* **Work required**
Your task is to reproduce the entries below word for word.
*-*-*
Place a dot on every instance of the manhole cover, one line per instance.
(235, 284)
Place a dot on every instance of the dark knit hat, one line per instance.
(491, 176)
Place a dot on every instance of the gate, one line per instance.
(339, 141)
*-*-*
* **Final result**
Place a dot on every instance of the manhole cover, one line per instance.
(235, 284)
Place a dot on every instance of the dark knit hat, one line per instance.
(491, 176)
Place a dot on every instance of the gate, one line per instance.
(339, 141)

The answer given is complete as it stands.